Return all records exactly. Nothing may be added.

Stored data entries:
--

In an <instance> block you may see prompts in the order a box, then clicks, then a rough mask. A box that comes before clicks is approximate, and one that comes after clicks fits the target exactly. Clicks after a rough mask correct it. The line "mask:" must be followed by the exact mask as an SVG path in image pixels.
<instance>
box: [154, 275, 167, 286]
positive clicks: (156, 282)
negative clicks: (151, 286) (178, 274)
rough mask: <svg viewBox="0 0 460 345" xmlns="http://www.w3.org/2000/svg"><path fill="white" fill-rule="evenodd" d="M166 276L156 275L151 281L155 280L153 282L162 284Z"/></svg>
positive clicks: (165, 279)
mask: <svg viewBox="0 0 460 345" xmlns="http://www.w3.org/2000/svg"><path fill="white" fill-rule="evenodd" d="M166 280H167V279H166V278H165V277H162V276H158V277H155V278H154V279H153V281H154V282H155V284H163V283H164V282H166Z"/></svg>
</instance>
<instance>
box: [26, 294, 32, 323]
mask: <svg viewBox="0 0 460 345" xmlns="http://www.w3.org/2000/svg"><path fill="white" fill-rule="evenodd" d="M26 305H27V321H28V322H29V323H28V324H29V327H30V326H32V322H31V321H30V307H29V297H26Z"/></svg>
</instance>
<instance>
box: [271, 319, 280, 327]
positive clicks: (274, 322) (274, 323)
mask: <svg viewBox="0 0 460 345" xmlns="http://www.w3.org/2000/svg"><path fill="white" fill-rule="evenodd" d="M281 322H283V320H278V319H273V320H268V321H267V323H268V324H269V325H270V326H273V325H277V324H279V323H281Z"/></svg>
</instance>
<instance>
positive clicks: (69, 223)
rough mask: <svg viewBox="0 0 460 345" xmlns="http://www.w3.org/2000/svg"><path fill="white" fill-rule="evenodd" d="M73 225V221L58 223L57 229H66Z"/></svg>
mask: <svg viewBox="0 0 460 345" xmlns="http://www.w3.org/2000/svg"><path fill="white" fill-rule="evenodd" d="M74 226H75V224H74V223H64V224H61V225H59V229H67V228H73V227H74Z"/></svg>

--

WRITTEN RESPONSE:
In an <instance> block you may see prompts in the order a box, then clicks, then a rough mask. A box that comes before clicks is approximate, and one that comes after clicks fits the target exactly. Clicks after a rough mask correct it. The line "mask:" must be followed by the exact mask as an SVG path in image pixels.
<instance>
box: [154, 275, 167, 286]
positive clicks: (156, 282)
negative clicks: (151, 286) (178, 274)
rough mask: <svg viewBox="0 0 460 345" xmlns="http://www.w3.org/2000/svg"><path fill="white" fill-rule="evenodd" d="M166 276L156 275L151 281L155 280L153 282L162 284Z"/></svg>
positive clicks: (165, 279)
mask: <svg viewBox="0 0 460 345" xmlns="http://www.w3.org/2000/svg"><path fill="white" fill-rule="evenodd" d="M166 280H167V279H166V278H165V277H162V276H158V277H155V278H154V279H153V281H154V282H155V284H163V283H164V282H166Z"/></svg>
</instance>
<instance>
box: [26, 294, 32, 323]
mask: <svg viewBox="0 0 460 345" xmlns="http://www.w3.org/2000/svg"><path fill="white" fill-rule="evenodd" d="M26 305H27V321H28V322H29V323H28V324H29V327H30V326H32V322H31V321H30V307H29V297H26Z"/></svg>
</instance>
<instance>
box: [271, 319, 280, 327]
positive clicks: (274, 322) (274, 323)
mask: <svg viewBox="0 0 460 345" xmlns="http://www.w3.org/2000/svg"><path fill="white" fill-rule="evenodd" d="M281 322H283V320H278V319H273V320H268V321H267V323H268V324H269V325H270V326H273V325H277V324H279V323H281Z"/></svg>
</instance>
<instance>
positive clicks: (69, 223)
rough mask: <svg viewBox="0 0 460 345" xmlns="http://www.w3.org/2000/svg"><path fill="white" fill-rule="evenodd" d="M73 225V221L58 223L57 229H66Z"/></svg>
mask: <svg viewBox="0 0 460 345" xmlns="http://www.w3.org/2000/svg"><path fill="white" fill-rule="evenodd" d="M74 226H75V224H74V223H64V224H61V225H59V229H67V228H73V227H74Z"/></svg>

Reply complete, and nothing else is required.